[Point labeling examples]
+ + +

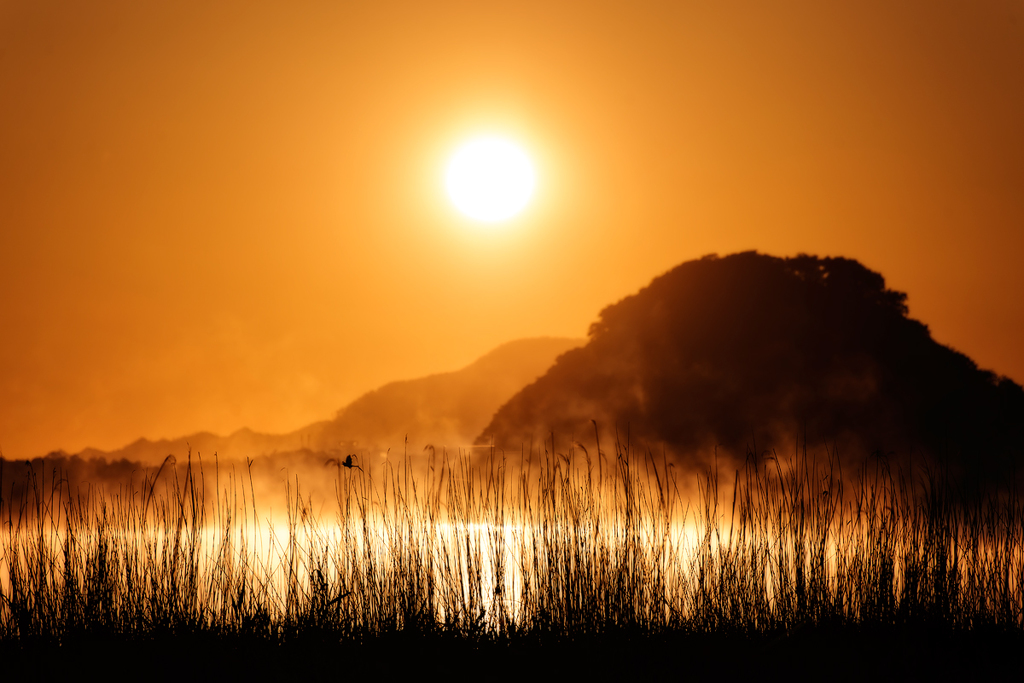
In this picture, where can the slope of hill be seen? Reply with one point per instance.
(751, 351)
(444, 409)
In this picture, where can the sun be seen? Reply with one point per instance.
(489, 179)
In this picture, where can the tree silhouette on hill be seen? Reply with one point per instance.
(751, 350)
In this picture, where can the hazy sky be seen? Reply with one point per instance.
(216, 214)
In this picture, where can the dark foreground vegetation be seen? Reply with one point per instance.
(587, 562)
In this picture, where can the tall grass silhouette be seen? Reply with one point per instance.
(559, 546)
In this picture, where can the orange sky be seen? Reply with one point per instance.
(226, 214)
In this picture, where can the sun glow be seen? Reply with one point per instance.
(489, 179)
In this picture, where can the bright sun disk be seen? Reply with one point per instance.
(489, 179)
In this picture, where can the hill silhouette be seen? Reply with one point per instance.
(446, 409)
(751, 351)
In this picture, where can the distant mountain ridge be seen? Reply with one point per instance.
(751, 351)
(446, 409)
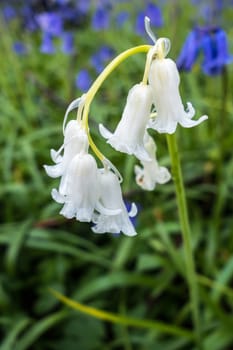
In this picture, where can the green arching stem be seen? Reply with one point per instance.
(98, 82)
(186, 234)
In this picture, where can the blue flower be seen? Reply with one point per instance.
(216, 54)
(47, 45)
(100, 19)
(153, 12)
(83, 80)
(67, 43)
(121, 18)
(8, 12)
(83, 6)
(51, 23)
(212, 43)
(189, 52)
(19, 48)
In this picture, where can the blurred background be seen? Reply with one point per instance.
(51, 52)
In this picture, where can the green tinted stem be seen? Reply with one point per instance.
(186, 235)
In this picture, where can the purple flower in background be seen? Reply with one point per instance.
(216, 54)
(189, 52)
(19, 48)
(51, 23)
(83, 80)
(121, 18)
(67, 43)
(153, 12)
(98, 60)
(100, 19)
(47, 45)
(212, 42)
(83, 5)
(28, 17)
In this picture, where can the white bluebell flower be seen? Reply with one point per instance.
(128, 136)
(75, 142)
(151, 172)
(164, 79)
(79, 190)
(111, 198)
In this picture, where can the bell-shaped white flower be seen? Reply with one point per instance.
(75, 141)
(128, 136)
(78, 190)
(151, 173)
(164, 79)
(111, 198)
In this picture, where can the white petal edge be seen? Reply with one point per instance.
(104, 132)
(57, 197)
(133, 211)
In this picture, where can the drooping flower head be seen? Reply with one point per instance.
(210, 42)
(78, 190)
(75, 142)
(164, 79)
(151, 172)
(111, 198)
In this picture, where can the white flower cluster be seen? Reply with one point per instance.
(162, 93)
(86, 192)
(94, 195)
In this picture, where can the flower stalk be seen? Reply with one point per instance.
(186, 235)
(99, 81)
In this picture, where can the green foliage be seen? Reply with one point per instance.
(142, 277)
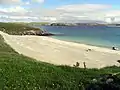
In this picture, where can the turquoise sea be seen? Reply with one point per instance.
(101, 36)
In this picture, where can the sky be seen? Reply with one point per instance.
(60, 11)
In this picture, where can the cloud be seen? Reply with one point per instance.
(67, 13)
(39, 1)
(10, 1)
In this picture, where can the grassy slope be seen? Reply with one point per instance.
(23, 73)
(14, 28)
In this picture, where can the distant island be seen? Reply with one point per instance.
(73, 24)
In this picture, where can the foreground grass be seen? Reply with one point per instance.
(18, 72)
(15, 28)
(22, 73)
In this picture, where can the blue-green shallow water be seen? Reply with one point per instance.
(101, 36)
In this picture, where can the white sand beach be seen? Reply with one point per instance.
(59, 52)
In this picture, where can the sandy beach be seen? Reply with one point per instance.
(59, 52)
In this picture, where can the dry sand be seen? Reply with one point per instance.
(59, 52)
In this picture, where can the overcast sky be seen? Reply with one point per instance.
(59, 10)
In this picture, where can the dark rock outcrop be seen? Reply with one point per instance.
(38, 33)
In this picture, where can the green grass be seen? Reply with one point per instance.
(15, 28)
(18, 72)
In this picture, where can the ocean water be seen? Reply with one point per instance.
(101, 36)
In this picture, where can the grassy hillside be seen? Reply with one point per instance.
(18, 72)
(15, 28)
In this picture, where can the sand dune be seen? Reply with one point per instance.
(59, 52)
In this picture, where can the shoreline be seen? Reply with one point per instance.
(58, 52)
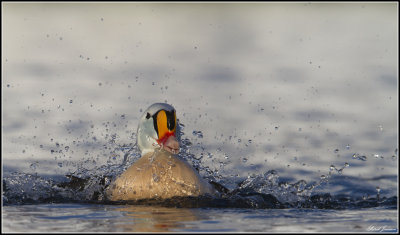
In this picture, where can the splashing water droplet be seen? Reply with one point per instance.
(198, 134)
(358, 157)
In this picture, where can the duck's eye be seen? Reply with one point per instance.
(148, 116)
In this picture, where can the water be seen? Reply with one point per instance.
(293, 108)
(130, 218)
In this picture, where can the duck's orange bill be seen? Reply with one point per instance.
(164, 122)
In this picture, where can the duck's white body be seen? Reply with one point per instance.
(159, 173)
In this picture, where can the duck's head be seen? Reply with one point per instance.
(157, 129)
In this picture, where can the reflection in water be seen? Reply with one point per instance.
(153, 219)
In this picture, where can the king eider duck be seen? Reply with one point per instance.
(159, 172)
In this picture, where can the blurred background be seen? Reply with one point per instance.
(291, 87)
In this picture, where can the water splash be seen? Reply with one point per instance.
(87, 182)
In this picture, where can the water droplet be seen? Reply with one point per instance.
(357, 156)
(198, 134)
(156, 178)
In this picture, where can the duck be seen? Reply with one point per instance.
(159, 172)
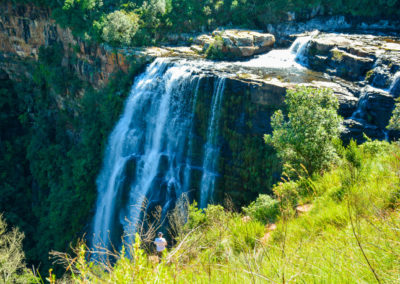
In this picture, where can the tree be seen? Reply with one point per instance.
(306, 137)
(394, 123)
(12, 258)
(120, 27)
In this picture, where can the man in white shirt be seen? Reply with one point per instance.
(161, 243)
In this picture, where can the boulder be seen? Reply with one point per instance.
(350, 66)
(236, 43)
(377, 106)
(354, 129)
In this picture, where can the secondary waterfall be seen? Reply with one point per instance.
(148, 157)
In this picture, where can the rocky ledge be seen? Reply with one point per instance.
(355, 57)
(234, 43)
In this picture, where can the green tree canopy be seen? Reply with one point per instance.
(306, 136)
(120, 27)
(394, 122)
(12, 258)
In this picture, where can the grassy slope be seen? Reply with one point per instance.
(349, 203)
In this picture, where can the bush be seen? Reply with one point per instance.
(305, 140)
(12, 258)
(120, 27)
(394, 123)
(265, 209)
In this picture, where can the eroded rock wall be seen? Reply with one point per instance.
(24, 29)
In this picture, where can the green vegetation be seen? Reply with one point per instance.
(120, 28)
(150, 22)
(307, 138)
(53, 131)
(348, 234)
(394, 122)
(12, 258)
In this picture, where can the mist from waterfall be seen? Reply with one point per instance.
(147, 161)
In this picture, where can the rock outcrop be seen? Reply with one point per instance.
(235, 43)
(355, 57)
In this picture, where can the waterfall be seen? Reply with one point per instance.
(211, 150)
(394, 88)
(147, 161)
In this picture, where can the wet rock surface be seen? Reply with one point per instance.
(363, 70)
(236, 43)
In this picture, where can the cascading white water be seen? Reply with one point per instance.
(148, 157)
(282, 58)
(394, 88)
(211, 150)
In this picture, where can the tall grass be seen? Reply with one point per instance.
(351, 234)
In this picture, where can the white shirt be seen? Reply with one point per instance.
(160, 243)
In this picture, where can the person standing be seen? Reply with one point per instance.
(161, 244)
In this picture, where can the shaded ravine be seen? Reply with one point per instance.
(148, 158)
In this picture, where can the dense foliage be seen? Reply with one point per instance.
(394, 122)
(51, 149)
(306, 138)
(348, 234)
(12, 257)
(147, 22)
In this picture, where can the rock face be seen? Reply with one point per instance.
(24, 29)
(372, 62)
(353, 56)
(236, 43)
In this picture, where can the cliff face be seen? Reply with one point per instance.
(26, 28)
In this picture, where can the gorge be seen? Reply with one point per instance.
(101, 132)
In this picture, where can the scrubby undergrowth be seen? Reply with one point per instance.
(346, 231)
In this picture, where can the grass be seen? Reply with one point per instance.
(350, 235)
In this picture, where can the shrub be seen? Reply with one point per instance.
(265, 209)
(120, 27)
(394, 122)
(12, 258)
(306, 137)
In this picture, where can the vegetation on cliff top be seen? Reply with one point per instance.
(337, 226)
(141, 22)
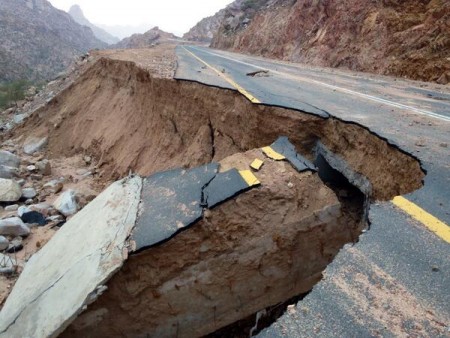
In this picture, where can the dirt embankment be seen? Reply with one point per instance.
(130, 121)
(400, 38)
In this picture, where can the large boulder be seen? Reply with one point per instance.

+ + +

Exercise ▸
Above are the records. Copy exactly, and only, the lines from the line containing "In this picture, where can the rock face" through the last one, omitting any pictures.

The reply ▸
In this picture, where can the rock face be seen? Reply with one point per instance.
(24, 29)
(372, 62)
(353, 56)
(236, 43)
In this picture, where can the cliff face be seen? Reply with one point per instance.
(26, 28)
In this picture, where can the gorge be seen? Reply with one point per instance.
(101, 132)
In this picture, where can the scrubby undergrowth be seen? Reply with one point per instance.
(346, 231)
In this picture, where can the grass be seen? Reply with one point per instance.
(350, 235)
In this picture, where can the shrub be seen? Reply with one point per instance.
(265, 209)
(120, 27)
(394, 122)
(12, 258)
(306, 137)
In this picture, where can the vegetation on cliff top be seen? Reply with one point per instance.
(337, 226)
(141, 22)
In this picture, where can the dirt embankment be seen? Reply with one point per instance.
(130, 121)
(400, 38)
In this picture, where can the large boulder be seen? Reply with one point per instance.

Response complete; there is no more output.